▸ **Task**:
Reproduce all entries below verbatim. Skip the pictures.

(The data)

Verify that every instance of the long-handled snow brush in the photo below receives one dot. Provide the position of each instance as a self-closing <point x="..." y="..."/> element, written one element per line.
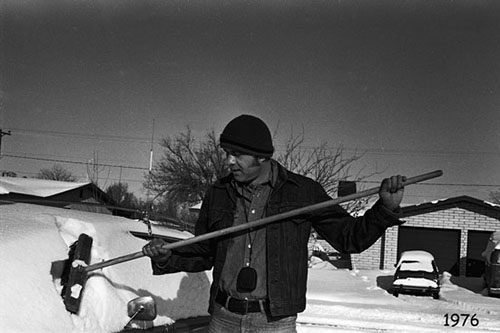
<point x="78" y="264"/>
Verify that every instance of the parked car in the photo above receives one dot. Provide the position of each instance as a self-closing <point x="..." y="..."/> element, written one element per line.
<point x="492" y="264"/>
<point x="416" y="273"/>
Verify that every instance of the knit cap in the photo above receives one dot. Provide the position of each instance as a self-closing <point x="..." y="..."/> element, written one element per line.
<point x="249" y="135"/>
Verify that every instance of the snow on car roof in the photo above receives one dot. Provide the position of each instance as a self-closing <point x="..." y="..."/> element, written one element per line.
<point x="416" y="255"/>
<point x="416" y="260"/>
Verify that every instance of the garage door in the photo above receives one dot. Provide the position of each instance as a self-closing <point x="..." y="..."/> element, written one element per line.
<point x="444" y="244"/>
<point x="476" y="243"/>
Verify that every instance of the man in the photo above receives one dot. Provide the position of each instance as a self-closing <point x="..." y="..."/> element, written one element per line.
<point x="260" y="276"/>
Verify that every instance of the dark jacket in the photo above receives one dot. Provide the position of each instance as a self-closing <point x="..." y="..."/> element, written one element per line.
<point x="287" y="253"/>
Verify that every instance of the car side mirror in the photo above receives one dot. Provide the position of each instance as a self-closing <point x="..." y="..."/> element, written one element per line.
<point x="142" y="308"/>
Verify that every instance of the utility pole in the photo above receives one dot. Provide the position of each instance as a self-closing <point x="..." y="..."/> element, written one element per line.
<point x="2" y="133"/>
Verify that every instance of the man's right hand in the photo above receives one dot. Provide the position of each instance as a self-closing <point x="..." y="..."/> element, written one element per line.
<point x="156" y="252"/>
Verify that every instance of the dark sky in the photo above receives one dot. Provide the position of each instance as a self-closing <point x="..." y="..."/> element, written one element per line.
<point x="415" y="85"/>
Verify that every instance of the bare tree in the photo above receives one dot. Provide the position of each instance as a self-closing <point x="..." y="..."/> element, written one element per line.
<point x="188" y="168"/>
<point x="325" y="165"/>
<point x="56" y="172"/>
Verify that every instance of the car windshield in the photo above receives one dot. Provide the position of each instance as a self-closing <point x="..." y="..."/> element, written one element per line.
<point x="415" y="265"/>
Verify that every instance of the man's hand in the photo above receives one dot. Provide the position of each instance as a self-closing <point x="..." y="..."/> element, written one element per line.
<point x="156" y="252"/>
<point x="391" y="192"/>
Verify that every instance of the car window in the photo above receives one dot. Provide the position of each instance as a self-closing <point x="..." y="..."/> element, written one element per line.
<point x="414" y="265"/>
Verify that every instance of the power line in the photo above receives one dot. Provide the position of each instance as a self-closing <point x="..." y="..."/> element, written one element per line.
<point x="73" y="162"/>
<point x="279" y="147"/>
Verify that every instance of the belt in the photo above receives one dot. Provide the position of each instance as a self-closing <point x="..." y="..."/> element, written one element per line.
<point x="241" y="306"/>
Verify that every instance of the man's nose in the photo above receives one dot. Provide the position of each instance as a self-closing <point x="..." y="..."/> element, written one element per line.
<point x="231" y="160"/>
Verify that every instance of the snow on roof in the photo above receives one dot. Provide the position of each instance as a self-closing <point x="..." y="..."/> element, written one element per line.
<point x="36" y="187"/>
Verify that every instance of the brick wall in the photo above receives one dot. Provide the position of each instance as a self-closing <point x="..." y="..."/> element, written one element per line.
<point x="464" y="218"/>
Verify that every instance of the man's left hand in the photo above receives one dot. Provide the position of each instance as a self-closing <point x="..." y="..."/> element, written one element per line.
<point x="391" y="191"/>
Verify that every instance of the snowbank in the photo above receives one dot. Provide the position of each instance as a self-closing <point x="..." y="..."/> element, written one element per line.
<point x="34" y="243"/>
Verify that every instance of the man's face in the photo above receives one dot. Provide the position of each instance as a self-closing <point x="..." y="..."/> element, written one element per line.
<point x="245" y="168"/>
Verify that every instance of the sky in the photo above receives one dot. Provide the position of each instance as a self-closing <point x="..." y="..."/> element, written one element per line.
<point x="412" y="86"/>
<point x="337" y="300"/>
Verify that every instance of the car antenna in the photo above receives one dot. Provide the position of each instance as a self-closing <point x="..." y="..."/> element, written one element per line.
<point x="145" y="215"/>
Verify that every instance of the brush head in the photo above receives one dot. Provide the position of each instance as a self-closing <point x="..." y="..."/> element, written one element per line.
<point x="74" y="274"/>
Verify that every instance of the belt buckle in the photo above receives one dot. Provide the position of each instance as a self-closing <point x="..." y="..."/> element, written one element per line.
<point x="246" y="305"/>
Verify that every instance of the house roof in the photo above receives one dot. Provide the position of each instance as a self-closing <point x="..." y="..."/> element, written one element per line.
<point x="36" y="187"/>
<point x="465" y="202"/>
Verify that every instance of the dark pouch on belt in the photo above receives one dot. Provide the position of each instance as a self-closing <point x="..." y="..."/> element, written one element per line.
<point x="247" y="280"/>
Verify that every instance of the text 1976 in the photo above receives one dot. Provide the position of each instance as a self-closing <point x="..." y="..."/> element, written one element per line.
<point x="462" y="319"/>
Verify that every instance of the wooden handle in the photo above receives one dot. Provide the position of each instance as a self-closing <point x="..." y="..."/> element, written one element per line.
<point x="266" y="220"/>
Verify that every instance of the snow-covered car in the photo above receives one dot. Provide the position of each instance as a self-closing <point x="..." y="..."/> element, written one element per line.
<point x="416" y="273"/>
<point x="492" y="264"/>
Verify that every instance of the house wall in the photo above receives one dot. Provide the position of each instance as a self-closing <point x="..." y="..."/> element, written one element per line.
<point x="467" y="217"/>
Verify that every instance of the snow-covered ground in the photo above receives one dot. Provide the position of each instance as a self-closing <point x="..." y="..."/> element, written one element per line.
<point x="34" y="241"/>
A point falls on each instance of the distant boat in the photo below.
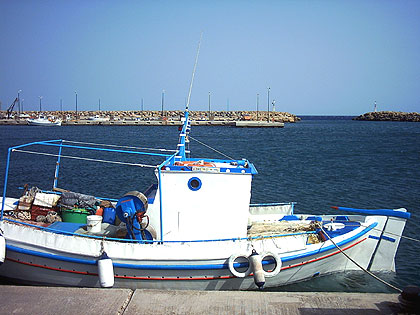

(End The data)

▸ **Result below**:
Verify that every instance of the long-handled snow brush in the photo below receives one dot. Provide the position of each instance as a self-closing <point x="..." y="..."/> element, written one element per line.
<point x="78" y="264"/>
Verify that every instance of the parked car in the photo above receives one dot. Provide the position of each instance as a self-closing <point x="..." y="..."/> element, written one element per line.
<point x="492" y="264"/>
<point x="416" y="273"/>
Verify that every instance of the knit cap in the photo above receives one dot. Provide the position of each instance as a self-closing <point x="..." y="..."/> element, written one element per line.
<point x="249" y="135"/>
Verify that every instance of the snow on car roof in the photo above receives one dot. Provide the position of each instance as a self-closing <point x="..." y="..."/> element, written one element per line.
<point x="416" y="255"/>
<point x="416" y="260"/>
Verify that every instance of the garage door in the photo above receives one dot. Provide the position of each instance as a self-closing <point x="..." y="..."/> element, written one element per line.
<point x="444" y="244"/>
<point x="476" y="243"/>
Verify that every instance of the man in the photo above receives one dot. Provide the position of each instance as a self-closing <point x="..." y="..."/> element, written one element per line.
<point x="260" y="276"/>
Verify that every instance of the dark jacket in the photo above receives one dot. Provide the position of each instance as a self-closing <point x="..." y="..."/> element, written one element per line.
<point x="287" y="253"/>
Verify that every instance of the car side mirror in the photo above receives one dot. Provide the position of each instance as a self-closing <point x="..." y="..."/> element, written one element per line.
<point x="142" y="308"/>
Verify that every instance of the utility pole in the photo above receives one dot. Provide the position of each instance as a self-closing <point x="..." y="..."/> element, written one element per line.
<point x="2" y="133"/>
Verify that every instance of the man's right hand in the photo above receives one dot. Provide the position of each instance as a self-closing <point x="..." y="..."/> element, written one element per line.
<point x="156" y="252"/>
Verify that every instance of the dark sky in the photo above receives one dot. Provide the position of each instance as a self-closing <point x="..." y="..."/> element, written one element per line.
<point x="415" y="85"/>
Verify that every instance of the bare tree in the photo above receives one dot. Provide the position of each instance as a self-closing <point x="..." y="..."/> element, written one element per line.
<point x="188" y="168"/>
<point x="325" y="165"/>
<point x="56" y="172"/>
Verify that every instance of the car windshield in the photo above receives one dot. Provide the position of each instance as a self-closing <point x="..." y="..."/> element, written one element per line.
<point x="415" y="265"/>
Verify that every instance of the man's hand in the photo above receives one dot. Provide the position of each instance as a self-closing <point x="..." y="..."/> element, written one element per line.
<point x="156" y="252"/>
<point x="391" y="192"/>
Verify that every instance of the car window in the photo above receives one dot. Provide the position of each instance as a self-closing <point x="..." y="..."/> element, written one element per line.
<point x="414" y="265"/>
Verify that every instance of the power line in the photo above receives one dot. Provide the position of each instance as a self-closing <point x="..." y="..."/> element, written one element per line.
<point x="73" y="162"/>
<point x="279" y="147"/>
Verify that every instance of the belt in the photo above receives one dot. Provide the position of each instance as a self-closing <point x="..." y="..."/> element, written one element per line.
<point x="241" y="306"/>
Verify that every instance of the man's nose in the photo above receives one dot. Provide the position of each instance as a self-closing <point x="..." y="..."/> element, written one element per line.
<point x="231" y="160"/>
Verify that every instance of the snow on roof in the photo above receives one dot. Provide the position of each instance as a self-closing <point x="..." y="..."/> element, written one element per line.
<point x="36" y="187"/>
Verify that every instance of the brick wall in the photo above receives one dot. Provide the position of each instance as a self-closing <point x="..." y="..."/> element, written one element per line.
<point x="464" y="218"/>
Verify that every instance of the man's left hand in the photo above receives one dot. Provide the position of each instance as a self-closing <point x="..." y="..."/> element, written one element per line.
<point x="391" y="191"/>
Verify that every instance of the snowbank in the photo above receives one dot. Provide the position of each instance as a self-closing <point x="..." y="..."/> element, written one element per line.
<point x="34" y="243"/>
Verify that every instance of the man's face in the photo above receives one dot. Provide the position of each instance as a self-closing <point x="..." y="..."/> element, written one element per line.
<point x="245" y="168"/>
Verify that every instance of the sky in the photo above receives one dot. Provide the position of each instance as a self-closing <point x="..." y="..."/> element, written one element per line.
<point x="412" y="86"/>
<point x="337" y="300"/>
Verify that every instance of the car antenna in the photo above receives one dot. Provide the position of each instance as a self-closing <point x="..." y="..."/> element, written one element per line.
<point x="145" y="215"/>
Verify that every instance of the brush head in the photo above receives one dot. Provide the position of each instance as a self-closing <point x="..." y="..."/> element, written one element per line.
<point x="74" y="274"/>
Verify that every instance of the belt buckle in the photo above receives one dot. Provide the position of each instance as a self-closing <point x="..." y="..."/> element, written one element per line.
<point x="246" y="305"/>
Verify that every instance of the house roof in the photo above receives one dot. Provide the position of each instance as a self-closing <point x="..." y="..."/> element, written one element per line.
<point x="36" y="187"/>
<point x="465" y="202"/>
Verify that every instance of the dark pouch on belt in the photo above receives one dot. Provide the position of each instance as a self-closing <point x="..." y="..."/> element, written one element per line.
<point x="247" y="280"/>
Verify that every instance of the text 1976 in the photo above receives one dot. Provide the position of each instance as a self-closing <point x="..." y="..."/> element, written one element per line.
<point x="462" y="319"/>
Verify that every instance of the wooden handle in the photo above receives one dot. Provide the position of each instance as a self-closing <point x="..." y="..."/> element, written one element per line.
<point x="266" y="220"/>
Verify that every instance of the snow-covered car in the photo above receives one dot. Provide the position of each instance as a self-closing <point x="..." y="..."/> element, written one element per line.
<point x="416" y="273"/>
<point x="492" y="264"/>
Verify that every instance of the house wall in the photo above receives one dot. Provide the position of each instance as a self-closing <point x="..." y="..."/> element, written one element per line.
<point x="467" y="217"/>
Verify that every instance of the snow-covered ground in the photo above receives one dot. Provide the position of each instance as a self-closing <point x="..." y="..."/> element, written one element per line.
<point x="34" y="241"/>
A point falls on each instance of the distant boat in the photo below.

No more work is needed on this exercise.